▶ EXTRACT PROVIDED
Short-term Succession Replacement

Short-term replacement planning is focused on an urgent need caused by a sudden development within the organization - unexpected attrition, business expansion, etc – without an identified, trained successor. This method can create a risk to the company through lost expertise and knowledge, so it is critical to select the best candidate, whether internal or external.  Benchmarking the job and making an unbiased comparison of potential candidates against that benchmark is crucial.

Long-term Succession Development

Talent management focuses on the future needs of the organization. Working within the strategic framework for the company’s future goals, the company identifies the positions necessary for growth and the best candidates to fill those roles. If companies wish to grow leaders from within their existing talent pool and have the time and resources to develop a useful program, effective talent management will become a key component of its long-term human capital strategy.

Keep the process simple! Succession management can be made too complicated by elaborate forms and processes. When this happens, the process usually dominates the discussion rather than the talents, skills, and knowledge of the candidates.

The Four Stages of Succession Development


Analysis - The Analysis stage determines which positions deserve succession planning, what each position needs, and who should be included in succession development.

  • Where are the company/organization risks and opportunities in the next 2-5 years?  Where are the expected, and potentially unexpected, future succession needs?  Align succession development with the overall business strategy. Line executives are much more likely to support a system that clearly reinforces corporate goals and objectives.  How will success of the succession process be measured?
  • Once the positions are identified, the analysis moves to developing a solid understanding of the skills, experiences, behaviors and leadership attributes the successor will need to succeed in those positions. We should fight the tendency to think the answer is to find a younger version of the incumbent and instead focus on what the job needs to be successful. Benchmarking these key jobs creates an accurate and unbiased method for understand the needs of the job. We’ll discover the behaviors and attributes that all leaders should have and which are unique to the job.
  • Next we identify the internal candidates for the succession pool.  Companies often select leaders that closely match the skills and experience portion of the requirements; but ignore the more crucial and difficult to develop areas of leadership attributes.  By assessing the candidates and comparing against the benchmark, we can determine both strengths and gaps.  Best practice indicates the identification of a small number of people who could be made ready in two to four years.
  • · Finally, are there positions without strong succession candidates?  Should external candidates be considered and, if so, when?

▶ INFORMATION SUPPLIED
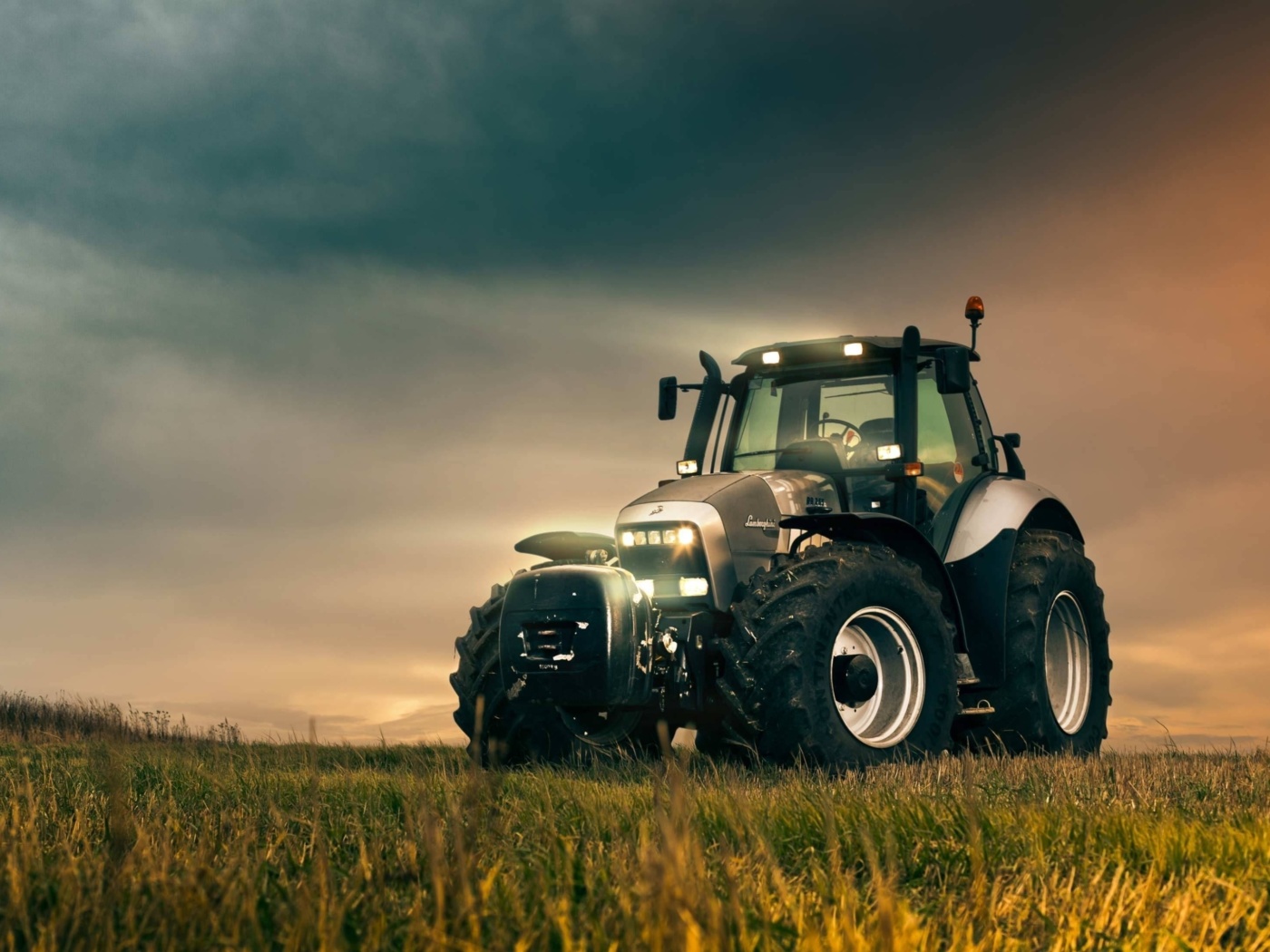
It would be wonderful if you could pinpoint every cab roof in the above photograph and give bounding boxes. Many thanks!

▶ SHORT TASK A
In the succession planning text, rewrite the paragraph beginning "Short-term replacement planning is focused" more briefly, keeping its main facts.
▶ SHORT TASK B
According to the succession planning text, within what span of time should the small number of identified people be made ready?
▶ SHORT TASK C
Copy the passage of the succession planning text between "Talent management focuses" and "human capital strategy.", inclusive.

▶ RESPONSE A
Short-term replacement planning handles an urgent need from a sudden change, such as unexpected attrition or business expansion, when no trained successor has been identified. Because this approach risks lost expertise and knowledge, the best internal or external candidate must be chosen by benchmarking the job and comparing candidates against that benchmark without bias.

▶ RESPONSE B
Two to four years.

▶ RESPONSE C
Talent management focuses on the future needs of the organization. Working within the strategic framework for the company’s future goals, the company identifies the positions necessary for growth and the best candidates to fill those roles. If companies wish to grow leaders from within their existing talent pool and have the time and resources to develop a useful program, effective talent management will become a key component of its long-term human capital strategy.